-- GIVEN EXERCISE --
Convert the listing below into a JSON list of strings with one string per line, skipping blank lines and covering the whole listing. Leave the pictures out.

────────────────────────────────────────

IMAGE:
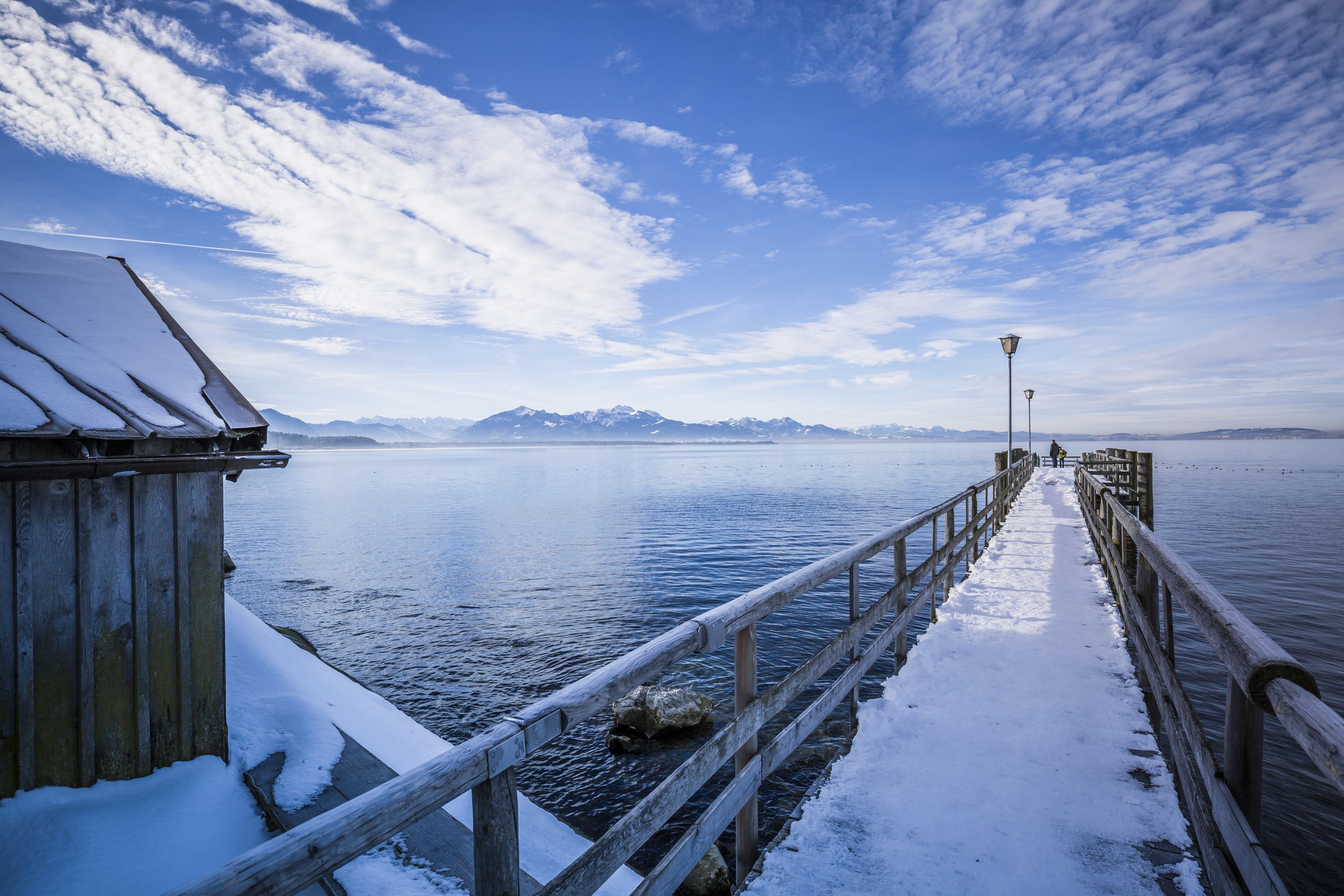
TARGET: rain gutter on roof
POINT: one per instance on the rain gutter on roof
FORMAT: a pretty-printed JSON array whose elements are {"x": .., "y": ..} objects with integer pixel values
[
  {"x": 106, "y": 467},
  {"x": 234, "y": 410}
]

────────────────────────────────────────

-- COMPLETE RESPONSE --
[
  "IMAGE:",
  "TARGET: rain gutter on roof",
  "POINT: one per instance on the rain gutter on roof",
  "FORMAT: a pretty-printed JSON array whose elements are {\"x\": .., \"y\": ..} objects with integer pixel values",
  "[",
  "  {\"x\": 106, \"y\": 467},",
  "  {\"x\": 234, \"y\": 410}",
  "]"
]